** Problem statement **
Write out the data below word for word, from the line containing "mark the region of the black" through the end of the data.

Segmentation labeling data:
+---+

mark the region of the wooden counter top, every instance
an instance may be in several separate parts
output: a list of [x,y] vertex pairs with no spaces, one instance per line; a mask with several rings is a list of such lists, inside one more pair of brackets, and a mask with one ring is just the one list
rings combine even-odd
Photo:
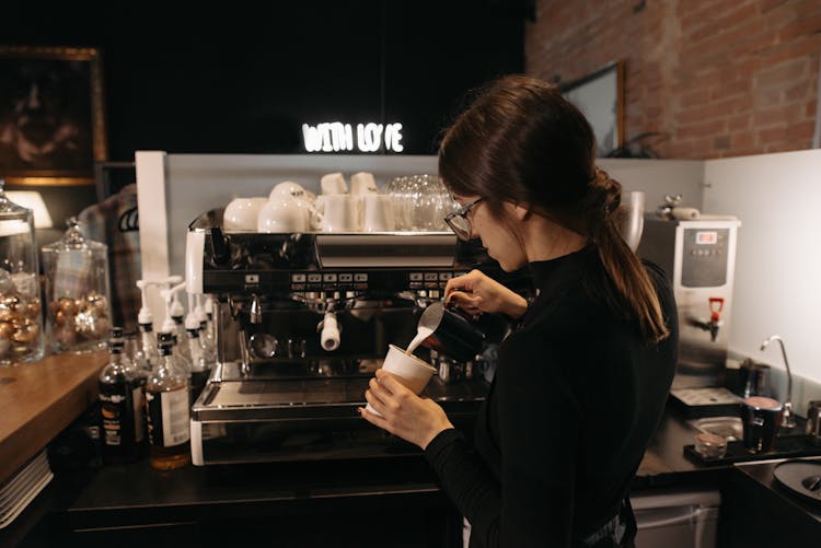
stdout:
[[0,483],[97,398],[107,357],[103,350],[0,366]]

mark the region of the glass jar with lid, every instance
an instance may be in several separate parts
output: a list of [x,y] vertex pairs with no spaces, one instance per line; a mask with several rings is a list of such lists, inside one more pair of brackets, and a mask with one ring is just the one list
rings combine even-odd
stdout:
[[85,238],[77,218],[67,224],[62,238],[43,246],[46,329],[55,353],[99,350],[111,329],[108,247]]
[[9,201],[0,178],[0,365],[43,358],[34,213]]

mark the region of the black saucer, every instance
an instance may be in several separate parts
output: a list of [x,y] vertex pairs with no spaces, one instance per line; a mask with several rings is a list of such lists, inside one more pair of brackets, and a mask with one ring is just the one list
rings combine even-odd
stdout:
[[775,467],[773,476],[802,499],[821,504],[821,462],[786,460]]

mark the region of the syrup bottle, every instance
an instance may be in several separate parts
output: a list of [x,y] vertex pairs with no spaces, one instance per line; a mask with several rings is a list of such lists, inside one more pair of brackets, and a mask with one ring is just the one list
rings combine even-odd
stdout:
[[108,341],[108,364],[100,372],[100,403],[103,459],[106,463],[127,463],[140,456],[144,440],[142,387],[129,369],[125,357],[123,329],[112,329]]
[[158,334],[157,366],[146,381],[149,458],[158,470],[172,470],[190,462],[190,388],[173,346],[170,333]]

+---+

** Written solution **
mark the region of the black saucer, every instance
an instance may be in several separate parts
output: a list of [x,y] vertex pairs with no spaces, one instance per line; a mask with several rings is a list of such lists, inside one more pair of brackets, and a mask with one ring is just the one list
rings combine even-odd
stdout:
[[775,467],[773,476],[802,499],[821,504],[821,462],[786,460]]

mark the region of the syrup bottle, every instance
an instance may be in several separate parts
output: a list of [x,y] vertex pairs with no spaces, one instance per line; a mask with several rings is a list of such lists, inside one more pair of brackets, and a mask with one ring is just the one list
rings combine even-odd
stdout:
[[108,341],[108,364],[100,372],[100,403],[103,459],[106,463],[127,463],[140,456],[144,440],[142,387],[129,369],[125,357],[123,329],[112,329]]
[[158,334],[157,366],[146,381],[149,458],[158,470],[172,470],[190,462],[190,388],[173,346],[170,333]]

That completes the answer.